— START OF Available records —
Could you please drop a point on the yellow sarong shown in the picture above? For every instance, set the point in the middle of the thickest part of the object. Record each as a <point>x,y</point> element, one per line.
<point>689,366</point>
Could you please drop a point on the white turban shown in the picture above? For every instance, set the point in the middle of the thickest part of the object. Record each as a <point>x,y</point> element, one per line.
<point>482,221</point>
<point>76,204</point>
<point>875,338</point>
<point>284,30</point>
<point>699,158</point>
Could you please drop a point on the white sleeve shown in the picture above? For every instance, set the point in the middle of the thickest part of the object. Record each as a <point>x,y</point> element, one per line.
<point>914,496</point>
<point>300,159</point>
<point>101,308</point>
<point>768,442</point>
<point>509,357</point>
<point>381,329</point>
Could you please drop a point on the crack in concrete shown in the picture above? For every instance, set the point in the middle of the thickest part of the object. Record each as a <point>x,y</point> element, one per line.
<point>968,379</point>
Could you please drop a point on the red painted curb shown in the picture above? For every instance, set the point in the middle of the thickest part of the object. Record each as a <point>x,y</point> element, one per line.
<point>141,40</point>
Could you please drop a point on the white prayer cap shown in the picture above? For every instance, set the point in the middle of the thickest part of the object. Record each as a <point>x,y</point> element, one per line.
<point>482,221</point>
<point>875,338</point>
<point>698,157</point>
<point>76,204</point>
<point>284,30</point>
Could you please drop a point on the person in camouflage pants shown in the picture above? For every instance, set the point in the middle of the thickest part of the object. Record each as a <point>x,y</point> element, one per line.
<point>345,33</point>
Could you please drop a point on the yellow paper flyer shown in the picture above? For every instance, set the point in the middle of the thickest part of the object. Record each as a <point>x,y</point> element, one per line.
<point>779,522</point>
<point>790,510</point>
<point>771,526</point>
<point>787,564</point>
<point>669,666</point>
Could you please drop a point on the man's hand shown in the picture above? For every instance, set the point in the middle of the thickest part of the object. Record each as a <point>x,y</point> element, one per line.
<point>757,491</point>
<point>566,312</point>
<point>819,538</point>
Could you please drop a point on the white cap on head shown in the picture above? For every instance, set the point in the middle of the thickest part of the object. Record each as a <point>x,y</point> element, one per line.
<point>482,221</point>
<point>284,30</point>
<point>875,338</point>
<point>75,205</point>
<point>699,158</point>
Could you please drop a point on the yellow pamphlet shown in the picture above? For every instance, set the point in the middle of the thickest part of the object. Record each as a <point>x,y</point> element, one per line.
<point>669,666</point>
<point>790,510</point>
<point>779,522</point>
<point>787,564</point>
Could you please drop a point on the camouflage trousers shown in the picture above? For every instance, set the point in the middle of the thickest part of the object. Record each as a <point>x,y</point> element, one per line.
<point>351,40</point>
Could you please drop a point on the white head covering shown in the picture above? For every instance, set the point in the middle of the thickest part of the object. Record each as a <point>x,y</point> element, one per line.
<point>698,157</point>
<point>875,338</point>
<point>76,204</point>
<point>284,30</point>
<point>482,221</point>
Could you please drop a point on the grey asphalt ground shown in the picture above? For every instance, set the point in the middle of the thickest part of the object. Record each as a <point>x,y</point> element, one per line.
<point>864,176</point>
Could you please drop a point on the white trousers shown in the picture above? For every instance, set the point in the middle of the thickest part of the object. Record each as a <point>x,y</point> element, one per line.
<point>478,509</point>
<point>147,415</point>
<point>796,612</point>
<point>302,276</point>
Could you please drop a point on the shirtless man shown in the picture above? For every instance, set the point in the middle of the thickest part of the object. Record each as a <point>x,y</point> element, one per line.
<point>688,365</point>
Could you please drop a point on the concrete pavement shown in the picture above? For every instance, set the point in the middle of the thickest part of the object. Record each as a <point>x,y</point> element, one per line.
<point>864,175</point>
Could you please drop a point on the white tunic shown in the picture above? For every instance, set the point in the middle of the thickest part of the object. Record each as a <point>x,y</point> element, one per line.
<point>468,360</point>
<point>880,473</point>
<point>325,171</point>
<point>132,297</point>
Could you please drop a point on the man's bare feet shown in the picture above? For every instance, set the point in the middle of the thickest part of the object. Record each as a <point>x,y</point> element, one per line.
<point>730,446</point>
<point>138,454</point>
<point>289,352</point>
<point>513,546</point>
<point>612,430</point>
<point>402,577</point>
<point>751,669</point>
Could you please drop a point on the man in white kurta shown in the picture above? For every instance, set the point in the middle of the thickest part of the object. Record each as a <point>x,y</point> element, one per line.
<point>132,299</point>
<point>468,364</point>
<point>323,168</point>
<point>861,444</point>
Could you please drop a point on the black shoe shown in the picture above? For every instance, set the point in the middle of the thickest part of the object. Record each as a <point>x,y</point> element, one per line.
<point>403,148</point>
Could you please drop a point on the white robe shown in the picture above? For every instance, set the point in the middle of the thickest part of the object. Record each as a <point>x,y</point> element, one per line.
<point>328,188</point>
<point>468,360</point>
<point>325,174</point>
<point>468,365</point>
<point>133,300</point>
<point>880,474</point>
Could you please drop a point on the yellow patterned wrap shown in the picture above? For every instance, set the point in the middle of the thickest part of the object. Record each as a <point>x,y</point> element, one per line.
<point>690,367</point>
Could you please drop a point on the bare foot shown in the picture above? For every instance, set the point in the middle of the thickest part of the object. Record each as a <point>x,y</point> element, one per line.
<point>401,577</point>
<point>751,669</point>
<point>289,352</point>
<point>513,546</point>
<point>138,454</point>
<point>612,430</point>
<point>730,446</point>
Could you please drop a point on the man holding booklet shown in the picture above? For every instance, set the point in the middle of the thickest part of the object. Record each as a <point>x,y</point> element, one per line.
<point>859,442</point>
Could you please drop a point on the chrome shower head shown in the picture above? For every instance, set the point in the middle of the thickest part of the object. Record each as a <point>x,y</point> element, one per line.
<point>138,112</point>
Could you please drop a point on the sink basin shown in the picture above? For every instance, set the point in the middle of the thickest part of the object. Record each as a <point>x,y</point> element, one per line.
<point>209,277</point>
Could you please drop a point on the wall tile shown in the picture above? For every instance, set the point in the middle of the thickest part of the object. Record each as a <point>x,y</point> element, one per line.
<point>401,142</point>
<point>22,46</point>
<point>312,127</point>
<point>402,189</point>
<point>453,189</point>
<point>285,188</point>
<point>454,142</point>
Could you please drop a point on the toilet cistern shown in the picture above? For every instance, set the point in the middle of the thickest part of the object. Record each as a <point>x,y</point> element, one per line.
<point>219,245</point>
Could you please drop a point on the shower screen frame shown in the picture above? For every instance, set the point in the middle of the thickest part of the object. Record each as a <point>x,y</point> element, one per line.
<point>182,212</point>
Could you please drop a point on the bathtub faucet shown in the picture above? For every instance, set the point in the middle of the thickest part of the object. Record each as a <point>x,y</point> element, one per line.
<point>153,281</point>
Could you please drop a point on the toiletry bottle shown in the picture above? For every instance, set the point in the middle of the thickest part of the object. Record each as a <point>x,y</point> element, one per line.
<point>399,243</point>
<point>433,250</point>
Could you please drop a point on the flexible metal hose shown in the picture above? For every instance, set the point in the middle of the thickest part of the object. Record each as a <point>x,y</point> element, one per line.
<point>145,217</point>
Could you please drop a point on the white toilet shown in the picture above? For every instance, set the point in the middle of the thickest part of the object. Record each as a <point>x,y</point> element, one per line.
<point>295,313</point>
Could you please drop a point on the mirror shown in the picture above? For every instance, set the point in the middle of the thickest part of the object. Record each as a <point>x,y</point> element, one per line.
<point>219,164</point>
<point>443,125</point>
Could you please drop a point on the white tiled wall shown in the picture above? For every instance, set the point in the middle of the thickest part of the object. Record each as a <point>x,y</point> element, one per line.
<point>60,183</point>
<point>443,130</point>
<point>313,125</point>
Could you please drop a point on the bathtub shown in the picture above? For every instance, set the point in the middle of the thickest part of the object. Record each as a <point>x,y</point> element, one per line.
— END OF Available records —
Please write out the stretch from the line containing "Could you please drop a point on the white toilet" through the end of the entries, with their requests, and add -106 to every coordinate number in the answers. Give only that stretch.

__Response__
Could you please drop a point on the white toilet shown in the picture above? For every instance, set the point in the middle of the thickest part of the object. Record each as a <point>x,y</point> element, one per line.
<point>189,207</point>
Could you please drop a point on the mirror shown in the picture above? For every instance, set the point in the middle of the thickest part of the object. Record each as a <point>x,y</point> element, one per line.
<point>113,58</point>
<point>337,19</point>
Could you please drop a point on the white tiled wall shown in the picture above? For every instance, set the point in the middle of the thickest part of the object. Record each as a <point>x,y</point> element, one per line.
<point>-46,77</point>
<point>337,24</point>
<point>207,19</point>
Could you please drop a point on the bathtub shown in the picture above? For every instance, set the point in the middle of the thickest part of the object. Record each as a <point>x,y</point> element, one per line.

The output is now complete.